Please rewrite the part of the entries that opens with the line containing "Give the segmentation of every instance of the necktie." and closes with the last line of the entries, changing "formatted sample" to "formatted template" and leaving everything else as it is. Omit the pictures from your answer.
═══ DATA TO USE
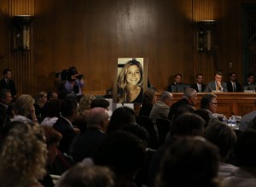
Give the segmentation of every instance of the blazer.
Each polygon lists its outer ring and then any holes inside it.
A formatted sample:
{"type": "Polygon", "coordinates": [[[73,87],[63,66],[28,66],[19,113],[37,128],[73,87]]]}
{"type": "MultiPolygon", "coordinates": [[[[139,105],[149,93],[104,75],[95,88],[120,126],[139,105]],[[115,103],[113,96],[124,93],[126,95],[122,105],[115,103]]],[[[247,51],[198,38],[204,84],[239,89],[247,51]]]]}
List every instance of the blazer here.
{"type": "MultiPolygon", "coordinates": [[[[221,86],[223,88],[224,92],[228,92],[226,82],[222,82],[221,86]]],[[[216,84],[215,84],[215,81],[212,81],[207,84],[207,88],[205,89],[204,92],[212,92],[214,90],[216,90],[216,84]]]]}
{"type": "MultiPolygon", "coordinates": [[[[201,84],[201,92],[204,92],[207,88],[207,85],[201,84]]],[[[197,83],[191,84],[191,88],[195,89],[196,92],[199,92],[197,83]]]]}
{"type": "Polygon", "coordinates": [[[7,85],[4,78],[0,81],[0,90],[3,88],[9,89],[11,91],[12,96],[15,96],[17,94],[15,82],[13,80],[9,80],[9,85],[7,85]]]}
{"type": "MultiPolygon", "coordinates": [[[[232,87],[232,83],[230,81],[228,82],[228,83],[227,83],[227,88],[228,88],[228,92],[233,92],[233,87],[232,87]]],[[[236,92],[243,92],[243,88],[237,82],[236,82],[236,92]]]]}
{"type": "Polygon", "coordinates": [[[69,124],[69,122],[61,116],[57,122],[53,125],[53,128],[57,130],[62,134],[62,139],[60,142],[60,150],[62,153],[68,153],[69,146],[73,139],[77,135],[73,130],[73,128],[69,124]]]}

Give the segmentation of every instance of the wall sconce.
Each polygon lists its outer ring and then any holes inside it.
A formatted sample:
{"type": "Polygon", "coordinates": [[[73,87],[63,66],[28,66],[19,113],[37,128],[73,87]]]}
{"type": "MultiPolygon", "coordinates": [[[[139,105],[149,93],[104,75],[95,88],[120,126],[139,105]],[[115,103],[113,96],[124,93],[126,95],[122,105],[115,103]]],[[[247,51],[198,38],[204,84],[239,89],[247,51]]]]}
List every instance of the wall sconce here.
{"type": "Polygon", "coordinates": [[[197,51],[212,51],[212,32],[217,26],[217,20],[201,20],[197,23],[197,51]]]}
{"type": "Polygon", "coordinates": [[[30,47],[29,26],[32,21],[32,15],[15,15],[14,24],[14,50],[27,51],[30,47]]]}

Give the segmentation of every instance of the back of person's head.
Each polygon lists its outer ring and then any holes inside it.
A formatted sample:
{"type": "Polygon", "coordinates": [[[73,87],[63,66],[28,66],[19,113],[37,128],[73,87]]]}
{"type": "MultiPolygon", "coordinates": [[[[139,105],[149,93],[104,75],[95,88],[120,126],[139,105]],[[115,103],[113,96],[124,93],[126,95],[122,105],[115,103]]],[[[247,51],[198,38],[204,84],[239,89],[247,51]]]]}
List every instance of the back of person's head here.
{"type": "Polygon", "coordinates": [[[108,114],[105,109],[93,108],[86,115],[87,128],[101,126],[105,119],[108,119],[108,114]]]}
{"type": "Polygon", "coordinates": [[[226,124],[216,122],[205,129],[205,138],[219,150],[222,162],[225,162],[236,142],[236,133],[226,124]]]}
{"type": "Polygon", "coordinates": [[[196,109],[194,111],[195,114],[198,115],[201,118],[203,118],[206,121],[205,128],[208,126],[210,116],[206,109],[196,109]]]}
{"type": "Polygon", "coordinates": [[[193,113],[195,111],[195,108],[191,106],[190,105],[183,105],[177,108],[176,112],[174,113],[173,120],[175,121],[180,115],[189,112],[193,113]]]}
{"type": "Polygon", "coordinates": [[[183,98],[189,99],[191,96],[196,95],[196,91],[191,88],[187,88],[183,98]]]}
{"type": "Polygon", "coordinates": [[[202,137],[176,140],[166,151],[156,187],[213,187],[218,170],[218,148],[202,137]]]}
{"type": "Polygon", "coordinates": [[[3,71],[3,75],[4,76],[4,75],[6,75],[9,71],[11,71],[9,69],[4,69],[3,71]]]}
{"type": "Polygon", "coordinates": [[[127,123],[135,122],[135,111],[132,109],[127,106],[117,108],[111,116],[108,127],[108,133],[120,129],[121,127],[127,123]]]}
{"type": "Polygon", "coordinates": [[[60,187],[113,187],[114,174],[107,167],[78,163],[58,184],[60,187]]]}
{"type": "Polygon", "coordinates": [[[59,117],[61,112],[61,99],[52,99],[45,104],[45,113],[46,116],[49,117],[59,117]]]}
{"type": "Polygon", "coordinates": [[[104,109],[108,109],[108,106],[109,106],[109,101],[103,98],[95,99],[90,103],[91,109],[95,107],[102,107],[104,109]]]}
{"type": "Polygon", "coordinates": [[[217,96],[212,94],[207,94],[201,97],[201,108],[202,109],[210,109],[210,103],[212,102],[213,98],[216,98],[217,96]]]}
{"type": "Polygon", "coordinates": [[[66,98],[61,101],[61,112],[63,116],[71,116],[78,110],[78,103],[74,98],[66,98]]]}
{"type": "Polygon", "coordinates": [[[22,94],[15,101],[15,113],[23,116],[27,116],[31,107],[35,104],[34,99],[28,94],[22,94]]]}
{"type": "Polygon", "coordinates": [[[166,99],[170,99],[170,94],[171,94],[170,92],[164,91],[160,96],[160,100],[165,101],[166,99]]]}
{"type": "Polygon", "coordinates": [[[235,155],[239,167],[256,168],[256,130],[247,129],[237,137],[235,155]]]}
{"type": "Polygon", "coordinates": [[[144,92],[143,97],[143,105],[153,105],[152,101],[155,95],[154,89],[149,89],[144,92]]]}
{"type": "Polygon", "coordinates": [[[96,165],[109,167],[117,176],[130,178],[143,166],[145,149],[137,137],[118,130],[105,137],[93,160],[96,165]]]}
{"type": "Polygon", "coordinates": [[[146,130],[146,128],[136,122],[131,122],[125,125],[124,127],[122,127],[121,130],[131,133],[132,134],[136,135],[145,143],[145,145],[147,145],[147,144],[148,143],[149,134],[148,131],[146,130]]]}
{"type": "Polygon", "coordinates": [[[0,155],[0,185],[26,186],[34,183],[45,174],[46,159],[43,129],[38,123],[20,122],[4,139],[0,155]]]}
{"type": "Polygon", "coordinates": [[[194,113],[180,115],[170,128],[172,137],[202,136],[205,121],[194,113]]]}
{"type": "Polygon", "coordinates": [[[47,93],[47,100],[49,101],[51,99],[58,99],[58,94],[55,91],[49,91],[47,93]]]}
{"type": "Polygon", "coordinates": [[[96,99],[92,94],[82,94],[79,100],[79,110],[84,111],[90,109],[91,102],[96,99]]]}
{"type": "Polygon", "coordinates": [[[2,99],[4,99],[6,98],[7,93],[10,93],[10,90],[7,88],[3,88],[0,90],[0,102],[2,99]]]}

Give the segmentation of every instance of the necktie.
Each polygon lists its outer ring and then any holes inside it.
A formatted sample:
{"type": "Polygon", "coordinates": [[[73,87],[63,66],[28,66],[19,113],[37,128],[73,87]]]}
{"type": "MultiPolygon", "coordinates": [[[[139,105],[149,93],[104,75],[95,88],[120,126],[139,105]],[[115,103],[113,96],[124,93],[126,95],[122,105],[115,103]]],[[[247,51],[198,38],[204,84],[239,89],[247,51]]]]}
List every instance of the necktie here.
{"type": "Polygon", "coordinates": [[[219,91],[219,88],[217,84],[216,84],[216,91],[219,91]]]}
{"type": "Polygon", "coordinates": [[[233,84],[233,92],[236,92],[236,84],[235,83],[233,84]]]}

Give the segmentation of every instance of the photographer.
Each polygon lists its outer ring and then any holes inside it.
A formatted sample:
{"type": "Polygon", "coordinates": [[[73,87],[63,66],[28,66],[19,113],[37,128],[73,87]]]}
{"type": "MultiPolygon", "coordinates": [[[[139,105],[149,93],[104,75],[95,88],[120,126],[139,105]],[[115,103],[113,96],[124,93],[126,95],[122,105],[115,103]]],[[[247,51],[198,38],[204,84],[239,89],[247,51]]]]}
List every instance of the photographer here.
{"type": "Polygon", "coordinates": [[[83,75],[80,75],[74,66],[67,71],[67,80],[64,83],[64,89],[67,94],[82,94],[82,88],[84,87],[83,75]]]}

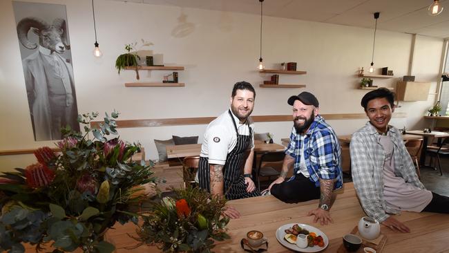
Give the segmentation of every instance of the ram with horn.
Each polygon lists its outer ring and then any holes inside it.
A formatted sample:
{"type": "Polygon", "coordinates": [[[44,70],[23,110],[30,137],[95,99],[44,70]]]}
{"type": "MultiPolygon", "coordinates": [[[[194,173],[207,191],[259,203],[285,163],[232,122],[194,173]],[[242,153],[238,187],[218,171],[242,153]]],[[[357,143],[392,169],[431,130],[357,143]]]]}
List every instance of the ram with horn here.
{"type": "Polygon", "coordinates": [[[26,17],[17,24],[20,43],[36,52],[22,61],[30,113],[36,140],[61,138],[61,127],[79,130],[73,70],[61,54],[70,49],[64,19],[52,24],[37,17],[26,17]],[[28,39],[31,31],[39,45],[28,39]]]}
══════
▶ SOLUTION TO THIS EXERCISE
Give the segmentation of every instance of the necktie.
Each polygon lists its outer ring and then any holes inside it.
A formatted template:
{"type": "Polygon", "coordinates": [[[73,87],[63,66],[28,66],[19,113],[37,128],[73,87]]]}
{"type": "MultiPolygon", "coordinates": [[[[139,105],[149,93],[104,75],[95,88],[120,126],[139,105]],[[115,103],[113,96],[124,93],[126,95],[122,105],[115,103]]],[[[247,51],[198,38],[204,84],[239,89],[247,51]]]]}
List every instance of the necktie here.
{"type": "Polygon", "coordinates": [[[219,91],[219,88],[217,84],[216,84],[216,91],[219,91]]]}
{"type": "Polygon", "coordinates": [[[233,84],[233,92],[236,92],[236,84],[235,83],[233,84]]]}

Give the segmentation of every instance of the photographer.
Each polygon lists its outer ring and then any holes inside it.
A formatted template:
{"type": "Polygon", "coordinates": [[[73,87],[63,66],[28,66],[19,113],[37,128],[73,87]]]}
{"type": "MultiPolygon", "coordinates": [[[[139,105],[149,93],[104,75],[95,88],[120,126],[139,105]],[[115,103],[113,96],[124,93],[126,95],[122,105],[115,103]]],[[[247,51],[198,38],[204,84],[239,89],[247,51]]]]}
List every instance of the photographer here.
{"type": "Polygon", "coordinates": [[[83,75],[80,75],[74,66],[67,71],[67,80],[64,83],[64,89],[67,94],[82,94],[82,88],[84,87],[83,75]]]}

Give the segmentation of every instance of the ram with horn.
Each polygon lists its outer ring and then any holes inside it.
A formatted template:
{"type": "Polygon", "coordinates": [[[44,70],[23,110],[30,137],[95,99],[44,70]]]}
{"type": "MultiPolygon", "coordinates": [[[[194,173],[207,191],[259,203],[285,163],[232,122],[194,173]],[[242,153],[238,187],[218,171],[242,153]]],[[[357,143],[392,169],[431,130],[357,143]]]]}
List every instance of the ram with horn here.
{"type": "Polygon", "coordinates": [[[26,17],[17,24],[20,43],[36,52],[22,61],[30,113],[36,140],[61,138],[61,127],[79,130],[73,70],[61,54],[70,49],[64,19],[52,24],[37,17],[26,17]],[[28,39],[31,31],[39,45],[28,39]]]}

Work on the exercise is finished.